▸ QUELLTEXT
Das Cinerama-Verfahren blieb aber tatsäch­lich aufs »Kino der Attrak­tionen« beschränkt. Welche Entwick­lungen das Format durch­ge­macht und welchen Einfluß es auf das heutige Kino dennoch genommen hat, zeigt die Doku­men­ta­tion Cinerama Adventure, die am morgigen Freitag zum Auftakt der Filmreihe »Kino wie noch nie: Hollywood 1952-1956« in Anwe­sen­heit des Regis­seurs David Stroh­maier im Münchner Film­mu­seum zu sehen ist. Das Programm bietet bis Ende Februar an sechs Woche­n­enden einen reprä­sen­ta­tiven Quer­schnitt durch all die Inno­va­tionen der 50er Jahre. Und nicht wenige dieser Filme haben sich, entgegen mancher Prophe­zeiung, zu Klas­si­kern gemausert. Das gilt selbst für den ersten Cine­ma­scope-Film, The Robe von Henry Koster, ein Bibelfilm, der die Möglich­keiten des neuen Formats noch nicht ganz optimal ausgenützt hat und obendrein laut katho­li­schem »Film­dienst« »für das Empfinden deutscher Christen zu monströs« geworden ist. Aber es dauerte nicht lange bis die Filme­ma­cher das Scope-Format viel­seitig zu nutzen wussten – für jedes Genre. Das gilt auf jeden Fall für die erste Cine­ma­scope-Komödie How to Marry a Millio­naire (mit einem musi­ka­li­schen Vorspiel, das von einem Sinfonie-Orchester auf der Breitwand darge­boten wird), aber auch für Violent Sunday, ein Heist-Movie von Richard Fleischer, der in seiner weiteren Karriere noch viel mit den Bild­for­maten expe­ri­men­tiert hat. Ganz bestimmt gilt es für A Star Is Born von George Cukor, und natürlich auch für The Girl Can’t Help It von Frank Tashlin, der den Scope-Rahmen durch seine Comic-Einlagen gleichsam sprengt. Ein anderes inno­va­tives Format kommt auch nicht zu kurz: das von der Paramount entwi­ckelte VistaVi­sion, das durch ein spezi­elles Aufnahme- und Kopier­ver­fahren besonders fein­kör­nige 35mm-Bilder auf die Leinwand bringen konnte und auf dem sich John Ford (The Searchers) und Alfred Hitchcock (To Catch a Thief) auspro­bieren durften.

▸ ZU LÖSENDE AUFGABEN
- a) Nenne alle Filme, deren Regisseur im Text über die Filmreihe »Kino wie noch nie« namentlich genannt wird, jeweils zusammen mit diesem Regisseur.
- b) Führe den Text über die Filmreihe »Kino wie noch nie« im Anschluss an seinen letzten Satz weiter.

▸ DATENSATZAUSZUG
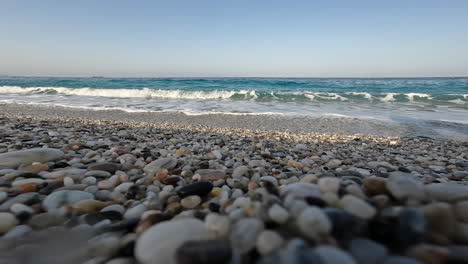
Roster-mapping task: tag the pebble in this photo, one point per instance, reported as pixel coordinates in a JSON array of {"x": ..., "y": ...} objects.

---

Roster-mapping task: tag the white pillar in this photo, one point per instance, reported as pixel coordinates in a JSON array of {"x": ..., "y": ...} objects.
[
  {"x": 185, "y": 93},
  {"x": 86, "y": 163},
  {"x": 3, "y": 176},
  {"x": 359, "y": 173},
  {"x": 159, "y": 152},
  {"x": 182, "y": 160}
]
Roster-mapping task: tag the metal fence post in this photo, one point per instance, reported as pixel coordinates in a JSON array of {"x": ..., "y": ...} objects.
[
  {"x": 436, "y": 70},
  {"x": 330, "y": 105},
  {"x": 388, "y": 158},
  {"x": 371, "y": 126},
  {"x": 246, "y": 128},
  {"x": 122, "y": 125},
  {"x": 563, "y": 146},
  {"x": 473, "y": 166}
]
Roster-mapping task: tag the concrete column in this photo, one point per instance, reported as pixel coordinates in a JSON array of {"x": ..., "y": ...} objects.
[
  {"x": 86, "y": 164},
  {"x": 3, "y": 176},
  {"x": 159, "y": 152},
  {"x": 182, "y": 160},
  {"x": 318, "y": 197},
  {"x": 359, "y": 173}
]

...

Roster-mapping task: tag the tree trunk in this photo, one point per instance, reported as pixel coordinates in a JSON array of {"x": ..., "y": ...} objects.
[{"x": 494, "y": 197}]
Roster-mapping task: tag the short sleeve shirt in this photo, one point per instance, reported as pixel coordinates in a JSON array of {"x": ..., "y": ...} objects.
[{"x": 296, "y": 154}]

▸ LÖSUNGEN
- a)
- Cinerama Adventure – David Strohmaier
- The Robe – Henry Koster
- Violent Sunday – Richard Fleischer
- A Star Is Born – George Cukor
- The Girl Can't Help It – Frank Tashlin
- The Searchers – John Ford
- To Catch a Thief – Alfred Hitchcock

- b)
Im Begleit­text zur Retro­spek­tive versi­chert Film­mu­se­ums­leiter Stefan Drößler, dass die insgesamt siebzehn restau­rierten Klassiker (zu denen natürlich auch 3D- und 70mm-Filme gehören) in der digitalen Version die damaligen Tonsys­teme, Bild­for­mate und Farb­ver­fahren authen­ti­scher wieder­geben könnten, als es mit »ausgeb­li­chenen Film­ko­pien, (…) vers­tüm­melten, beschnit­tenen und oft schlecht kopierten Fassungen« möglich gewesen wäre. Zugleich räumt er ein, dass diese Simu­la­tion nicht ganz perfekt gelingen kann, da sie in Bezug auf die Situation der Auffüh­rung (d.i. der Kinosaal) nicht mehr möglich ist. Aber bestimmt ist das auch nur eine Frage der Zeit, bis das luxuriöse Ambiente eines 50er Jahre 1000-Plätze-Kinosaals ergänzend simuliert werden kann.

Kino wie noch nie: Hollywood 1952-1956
6.1. bis 19.2.2017. Film­mu­seum München, St.-Jakobs-Platz 1, 80331 München.